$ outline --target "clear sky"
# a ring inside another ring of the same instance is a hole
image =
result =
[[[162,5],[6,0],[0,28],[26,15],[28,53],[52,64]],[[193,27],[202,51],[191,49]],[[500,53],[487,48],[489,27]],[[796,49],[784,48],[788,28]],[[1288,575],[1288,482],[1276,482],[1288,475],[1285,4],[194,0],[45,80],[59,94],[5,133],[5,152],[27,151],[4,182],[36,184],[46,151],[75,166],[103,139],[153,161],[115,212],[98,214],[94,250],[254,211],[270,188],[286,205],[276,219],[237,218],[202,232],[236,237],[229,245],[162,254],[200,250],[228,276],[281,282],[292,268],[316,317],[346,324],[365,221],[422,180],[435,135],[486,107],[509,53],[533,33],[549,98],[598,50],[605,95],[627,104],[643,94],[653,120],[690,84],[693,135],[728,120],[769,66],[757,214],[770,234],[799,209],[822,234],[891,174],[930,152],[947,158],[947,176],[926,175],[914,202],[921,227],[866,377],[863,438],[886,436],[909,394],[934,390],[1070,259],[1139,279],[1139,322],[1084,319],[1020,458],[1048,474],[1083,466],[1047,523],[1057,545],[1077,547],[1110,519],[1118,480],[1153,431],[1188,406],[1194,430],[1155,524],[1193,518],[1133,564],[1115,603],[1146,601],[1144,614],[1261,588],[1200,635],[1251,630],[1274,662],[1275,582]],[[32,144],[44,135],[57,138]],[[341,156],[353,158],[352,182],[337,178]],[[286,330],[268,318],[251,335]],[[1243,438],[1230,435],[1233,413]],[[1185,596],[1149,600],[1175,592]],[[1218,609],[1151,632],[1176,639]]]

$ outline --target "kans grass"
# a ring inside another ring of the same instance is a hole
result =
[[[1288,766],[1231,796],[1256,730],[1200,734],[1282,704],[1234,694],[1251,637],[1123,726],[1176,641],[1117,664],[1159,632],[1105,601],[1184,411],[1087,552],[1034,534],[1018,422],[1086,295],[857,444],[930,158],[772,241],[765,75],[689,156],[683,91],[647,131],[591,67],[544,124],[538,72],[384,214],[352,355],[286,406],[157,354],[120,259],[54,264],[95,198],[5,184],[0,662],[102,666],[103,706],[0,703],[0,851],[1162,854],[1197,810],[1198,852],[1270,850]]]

* _Requirement_
Reproduce all of the data exactly as given.

* _Exercise result_
$ outline --target "clear sky"
# a ring inside another ring of the same instance is a hole
image =
result =
[[[162,5],[6,0],[0,28],[26,15],[28,53],[52,64]],[[193,27],[202,51],[191,49]],[[500,53],[487,48],[489,27]],[[796,49],[784,48],[788,28]],[[1288,575],[1288,482],[1276,482],[1288,475],[1285,4],[194,0],[45,80],[59,94],[5,133],[5,152],[27,151],[4,182],[36,184],[46,151],[75,166],[103,139],[153,161],[115,212],[98,214],[94,250],[254,211],[270,188],[286,205],[276,219],[237,218],[202,232],[236,237],[229,245],[162,254],[200,250],[228,276],[281,282],[292,268],[316,317],[346,324],[365,221],[422,180],[435,135],[486,107],[509,53],[533,33],[549,98],[598,50],[605,95],[627,104],[643,94],[653,120],[690,84],[693,135],[728,120],[769,66],[757,214],[770,234],[799,209],[822,234],[891,174],[930,152],[947,158],[947,176],[926,175],[914,202],[921,227],[866,377],[863,438],[886,436],[909,394],[934,390],[1070,259],[1139,279],[1139,322],[1084,319],[1020,458],[1048,474],[1083,466],[1047,523],[1057,545],[1077,547],[1110,519],[1118,480],[1153,431],[1188,406],[1194,430],[1155,524],[1193,518],[1133,564],[1115,603],[1146,601],[1144,614],[1261,588],[1200,635],[1251,630],[1274,662],[1275,582]],[[32,144],[44,135],[57,138]],[[341,156],[353,158],[352,182],[337,178]],[[286,330],[268,318],[251,335]],[[1243,438],[1230,435],[1233,413]],[[1185,596],[1149,600],[1175,592]],[[1218,609],[1151,632],[1176,639]]]

$ outline --target "kans grass"
# a ring inside another ring of the same instance is a hole
result =
[[[1288,766],[1231,796],[1256,730],[1200,734],[1282,704],[1234,694],[1251,637],[1123,726],[1176,641],[1117,664],[1159,632],[1105,601],[1184,411],[1087,552],[1034,534],[1018,422],[1086,295],[857,444],[930,158],[772,241],[765,75],[689,156],[683,91],[647,131],[591,67],[544,124],[538,72],[384,214],[352,355],[286,406],[157,354],[120,259],[54,264],[95,198],[5,184],[0,662],[102,666],[103,706],[0,703],[0,851],[1162,854],[1197,810],[1198,852],[1270,850]]]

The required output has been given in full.